VORGEGEBENER TEXT ->
Das Feedback deines Umfelds ist dir, bezogen auf deine Arbeit, also schon sehr wichtig?

 

Allein aus ethischen Gründen ist es einfach fair, die Menschen, die mir das Material für meine Geschichten liefern, mit einzubeziehen. Ich kann nicht, wie Thomas Mann es häufig getan hat, in meinen Büchern über die Leute herziehen, die es dann später lesen. Mit der Frage nach dem Ursprung des Materials geht übrigens oft auch die Frage nach der Authentizität einher. In diesem Zusammenhang taucht in der Diskussion schon lange in Frankreich und seit ein paar Jahren auch in Deutschland der Begriff der „Autofiktion“ auf. Immer wieder ist zu beobachten, dass jemand einen Teil seiner eigenen Geschichte mit fiktiven Elementen aufschreibt und dass dieser Jemand plötzlich wichtiger als das Werk selbst wird, unter anderem deshalb, weil sich das heutzutage besser vermarkten lässt. Bei meinen Romanen handelt es sich auch immer um eine Art Autofiktion, aber ich würde es selbst nie so klar benennen. Es sind einfach Geschichten, ausgedachte Begebenheiten mit Dingen, die ich selbst kenne und spüre, gelesen, erlebt oder von anderen gehört habe. Zum Beispiel habe ich für mein aktuelles Buch, „Späte Kinder“, mit Menschen aus dem Hospiz telefoniert. Ich wollte verstehen, wie es ist, kurz vor dem Tod zu stehen und habe dafür auch eine entsprechende Einrichtung besucht.

 

Das klingt nach einer sehr gründlichen und intensiven Vorbereitung. Auf den Tod folgt die Beisetzung und das leitet mich direkt zur nächsten Frage über: Wie stehst du eigentlich zum Veranstaltungsort? Deine Lesung findet in einer Kirche statt, im Kleinen Michel in Hamburg. Ist es für dich etwas Besonderes, in einer solchen Räumlichkeit zu lesen?

 

Ja, total! Vorhin erst habe ich mich selbst gefragt, ob ich schon jemals in einer Kirche gelesen habe und kann mich ehrlich gesagt nicht daran erinnern. Ich bin sicher, dass es sich komisch anfühlen wird, in so einer großen Halle, wo die Leute vorne und hinten sitzen werden, vorzulesen. Aufgrund der Weitläufigkeit des Raumes werde ich nur wenig Anbindung an sie haben, weil die eigene, körperliche Präsenz schnell verloren geht. Ich werde wohl eher wie eine entrückte Stimme aus dem Off sprechen, die durch das ganze Kirchenschiff hallt. Das muss auch für das Publikum sehr speziell sein. Als zuhörender Mensch bekommt man so wohl eher das Gefühl, in einem Kino zu sitzen und zu konsumieren, und nicht bei einer Lesung zu sein, wo eine reale Person sitzt und vorträgt. Ich bin sehr gespannt auf diese Erfahrung!

 

Wir sind auch schon sehr gespannt, lieber Anselm, und danken dir für die Zeit, die du dir für das Gespräch genommen hast!

ARBEITSAUFTRAG ->
Schreib den Abschnitt des Interviews von „Ja, total! Vorhin“ bis einschließlich „auf diese Erfahrung!“ noch einmal ab. Ersetze dabei „Kino“ durch „Theater“.

Einträge aus einer Datenquelle:
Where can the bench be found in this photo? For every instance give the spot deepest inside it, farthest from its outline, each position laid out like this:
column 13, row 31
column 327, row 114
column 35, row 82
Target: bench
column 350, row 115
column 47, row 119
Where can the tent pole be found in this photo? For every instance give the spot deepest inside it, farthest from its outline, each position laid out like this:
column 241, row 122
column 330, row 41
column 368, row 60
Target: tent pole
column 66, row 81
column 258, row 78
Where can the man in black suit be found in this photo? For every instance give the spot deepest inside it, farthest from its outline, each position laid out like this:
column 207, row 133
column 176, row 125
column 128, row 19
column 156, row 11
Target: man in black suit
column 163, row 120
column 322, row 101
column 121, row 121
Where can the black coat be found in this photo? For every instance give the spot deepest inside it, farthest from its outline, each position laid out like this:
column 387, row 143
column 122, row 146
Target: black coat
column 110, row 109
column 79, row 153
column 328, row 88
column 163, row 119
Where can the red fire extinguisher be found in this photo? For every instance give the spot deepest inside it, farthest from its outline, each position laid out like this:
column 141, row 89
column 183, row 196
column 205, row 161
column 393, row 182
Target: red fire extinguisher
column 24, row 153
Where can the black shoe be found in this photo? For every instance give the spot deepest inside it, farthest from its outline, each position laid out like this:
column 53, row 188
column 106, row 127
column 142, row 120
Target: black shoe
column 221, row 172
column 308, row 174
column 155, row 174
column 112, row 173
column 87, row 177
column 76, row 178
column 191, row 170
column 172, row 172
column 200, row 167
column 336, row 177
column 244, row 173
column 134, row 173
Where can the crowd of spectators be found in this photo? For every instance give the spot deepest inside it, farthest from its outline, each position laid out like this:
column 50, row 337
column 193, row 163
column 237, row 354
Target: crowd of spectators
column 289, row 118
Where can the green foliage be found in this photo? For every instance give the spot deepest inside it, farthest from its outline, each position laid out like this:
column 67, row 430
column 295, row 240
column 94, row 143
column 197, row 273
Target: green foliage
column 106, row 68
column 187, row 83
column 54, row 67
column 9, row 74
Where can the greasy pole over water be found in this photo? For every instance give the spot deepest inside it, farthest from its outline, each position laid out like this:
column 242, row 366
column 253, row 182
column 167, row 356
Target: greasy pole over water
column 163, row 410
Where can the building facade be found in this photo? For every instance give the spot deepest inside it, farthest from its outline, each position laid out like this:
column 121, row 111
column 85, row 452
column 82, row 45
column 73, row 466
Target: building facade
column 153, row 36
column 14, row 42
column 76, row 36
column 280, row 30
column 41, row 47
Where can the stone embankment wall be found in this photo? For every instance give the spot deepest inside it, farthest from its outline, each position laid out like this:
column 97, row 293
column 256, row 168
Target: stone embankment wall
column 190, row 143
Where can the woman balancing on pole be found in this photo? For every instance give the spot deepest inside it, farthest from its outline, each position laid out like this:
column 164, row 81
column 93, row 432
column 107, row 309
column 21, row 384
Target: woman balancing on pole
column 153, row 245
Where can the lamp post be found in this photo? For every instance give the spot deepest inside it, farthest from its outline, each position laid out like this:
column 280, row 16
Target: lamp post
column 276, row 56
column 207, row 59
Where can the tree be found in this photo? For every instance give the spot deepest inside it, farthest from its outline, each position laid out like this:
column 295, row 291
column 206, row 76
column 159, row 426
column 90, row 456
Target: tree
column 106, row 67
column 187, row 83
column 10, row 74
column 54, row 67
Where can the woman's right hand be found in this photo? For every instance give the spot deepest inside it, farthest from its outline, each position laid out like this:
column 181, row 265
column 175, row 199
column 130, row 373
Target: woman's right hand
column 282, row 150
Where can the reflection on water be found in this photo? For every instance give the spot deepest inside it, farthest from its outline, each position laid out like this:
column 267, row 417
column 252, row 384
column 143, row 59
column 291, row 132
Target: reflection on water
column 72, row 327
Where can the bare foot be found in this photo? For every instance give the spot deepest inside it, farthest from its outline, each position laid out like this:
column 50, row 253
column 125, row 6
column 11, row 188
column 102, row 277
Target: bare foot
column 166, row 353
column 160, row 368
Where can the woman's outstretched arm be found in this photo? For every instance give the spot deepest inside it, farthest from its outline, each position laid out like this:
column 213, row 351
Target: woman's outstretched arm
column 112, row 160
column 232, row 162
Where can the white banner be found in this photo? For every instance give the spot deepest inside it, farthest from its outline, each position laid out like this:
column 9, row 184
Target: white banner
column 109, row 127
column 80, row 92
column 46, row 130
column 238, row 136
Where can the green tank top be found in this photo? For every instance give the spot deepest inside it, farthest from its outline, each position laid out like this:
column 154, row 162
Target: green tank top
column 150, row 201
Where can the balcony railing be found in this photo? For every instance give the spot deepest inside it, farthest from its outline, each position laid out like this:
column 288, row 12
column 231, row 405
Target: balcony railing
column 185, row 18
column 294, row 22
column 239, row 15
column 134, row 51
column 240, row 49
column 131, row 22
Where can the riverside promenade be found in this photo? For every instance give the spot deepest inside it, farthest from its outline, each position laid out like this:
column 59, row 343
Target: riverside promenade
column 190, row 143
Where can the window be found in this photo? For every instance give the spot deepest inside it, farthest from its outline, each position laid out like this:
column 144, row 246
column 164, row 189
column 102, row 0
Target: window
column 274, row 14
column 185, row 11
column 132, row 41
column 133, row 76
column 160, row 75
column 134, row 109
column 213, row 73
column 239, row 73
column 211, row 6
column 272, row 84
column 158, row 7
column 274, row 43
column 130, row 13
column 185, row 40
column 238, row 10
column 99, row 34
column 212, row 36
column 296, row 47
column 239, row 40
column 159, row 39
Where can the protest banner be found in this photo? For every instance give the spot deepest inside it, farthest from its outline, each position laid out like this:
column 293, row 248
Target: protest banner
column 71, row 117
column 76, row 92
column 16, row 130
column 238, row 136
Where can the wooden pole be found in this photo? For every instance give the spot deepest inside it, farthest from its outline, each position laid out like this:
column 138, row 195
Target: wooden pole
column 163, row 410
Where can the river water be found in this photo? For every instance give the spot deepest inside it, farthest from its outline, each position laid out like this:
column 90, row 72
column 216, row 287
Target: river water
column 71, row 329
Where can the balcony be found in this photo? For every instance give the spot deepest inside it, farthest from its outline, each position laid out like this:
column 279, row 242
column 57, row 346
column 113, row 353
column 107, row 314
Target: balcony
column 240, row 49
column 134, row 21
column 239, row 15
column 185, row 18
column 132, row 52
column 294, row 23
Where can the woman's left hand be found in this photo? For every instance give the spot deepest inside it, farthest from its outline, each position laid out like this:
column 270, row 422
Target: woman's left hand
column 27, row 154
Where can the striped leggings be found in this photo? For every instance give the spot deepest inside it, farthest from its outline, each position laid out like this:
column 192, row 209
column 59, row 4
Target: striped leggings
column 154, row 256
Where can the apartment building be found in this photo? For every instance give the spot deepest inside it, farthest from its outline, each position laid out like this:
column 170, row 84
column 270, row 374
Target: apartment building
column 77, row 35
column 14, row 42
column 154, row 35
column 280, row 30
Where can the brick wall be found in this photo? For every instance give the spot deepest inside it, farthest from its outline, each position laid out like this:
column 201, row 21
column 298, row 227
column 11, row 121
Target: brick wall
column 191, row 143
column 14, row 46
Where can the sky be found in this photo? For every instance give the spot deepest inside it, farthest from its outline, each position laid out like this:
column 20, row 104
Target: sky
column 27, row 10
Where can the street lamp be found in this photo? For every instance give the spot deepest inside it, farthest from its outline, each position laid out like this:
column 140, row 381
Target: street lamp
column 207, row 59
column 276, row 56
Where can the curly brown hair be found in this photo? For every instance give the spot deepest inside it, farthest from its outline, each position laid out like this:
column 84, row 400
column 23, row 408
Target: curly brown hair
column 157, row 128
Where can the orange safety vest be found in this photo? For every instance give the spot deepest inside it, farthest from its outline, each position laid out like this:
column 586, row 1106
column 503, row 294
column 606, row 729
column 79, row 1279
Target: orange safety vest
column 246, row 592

ANTWORTTEIL ->
Ja, total! Vorhin erst habe ich mich selbst gefragt, ob ich schon jemals in einer Kirche gelesen habe und kann mich ehrlich gesagt nicht daran erinnern. Ich bin sicher, dass es sich komisch anfühlen wird, in so einer großen Halle, wo die Leute vorne und hinten sitzen werden, vorzulesen. Aufgrund der Weitläufigkeit des Raumes werde ich nur wenig Anbindung an sie haben, weil die eigene, körperliche Präsenz schnell verloren geht. Ich werde wohl eher wie eine entrückte Stimme aus dem Off sprechen, die durch das ganze Kirchenschiff hallt. Das muss auch für das Publikum sehr speziell sein. Als zuhörender Mensch bekommt man so wohl eher das Gefühl, in einem Theater zu sitzen und zu konsumieren, und nicht bei einer Lesung zu sein, wo eine reale Person sitzt und vorträgt. Ich bin sehr gespannt auf diese Erfahrung!